Object detection data
■ ■ ■ ■ ■ ■ ■

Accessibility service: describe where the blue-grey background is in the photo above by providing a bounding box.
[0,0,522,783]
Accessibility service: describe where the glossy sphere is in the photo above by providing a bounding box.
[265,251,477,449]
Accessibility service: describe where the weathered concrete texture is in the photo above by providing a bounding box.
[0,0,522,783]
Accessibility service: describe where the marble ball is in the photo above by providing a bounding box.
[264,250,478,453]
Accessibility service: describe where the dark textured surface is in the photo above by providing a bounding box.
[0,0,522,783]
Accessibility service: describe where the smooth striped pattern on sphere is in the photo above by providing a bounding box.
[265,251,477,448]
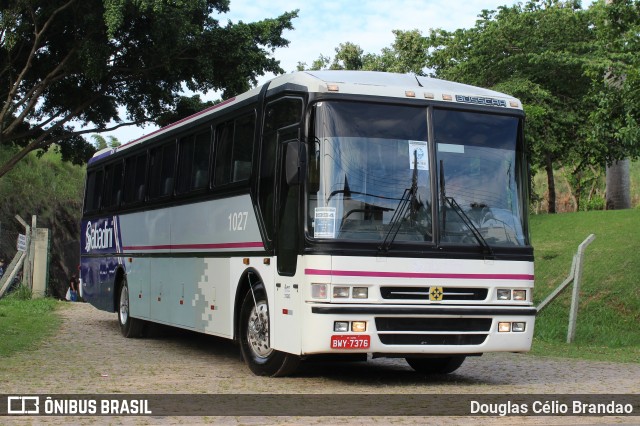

■ ■ ■ ■ ■ ■ ■

> **SHORT TASK**:
Recast everything above as a numbered list, starting at the line that contains "Accessibility service: describe where the weathered" and going down through the very last line. Skip any blank lines, and leave out the pictures.

> **WRITTEN RESPONSE**:
1. Accessibility service: describe where the weathered concrete texture is in the photo above by providing a bounding box.
2. [0,0,522,783]
3. Accessibility service: describe where the marble ball is in the photo above by providing a bounding box.
4. [264,250,478,453]
5. Accessibility service: describe where the dark textured surface is in the photo above by providing a bounding box.
6. [0,0,522,783]
7. Accessibility service: describe where the smooth striped pattern on sphere is in the photo above by providing a bounding box.
8. [265,251,477,448]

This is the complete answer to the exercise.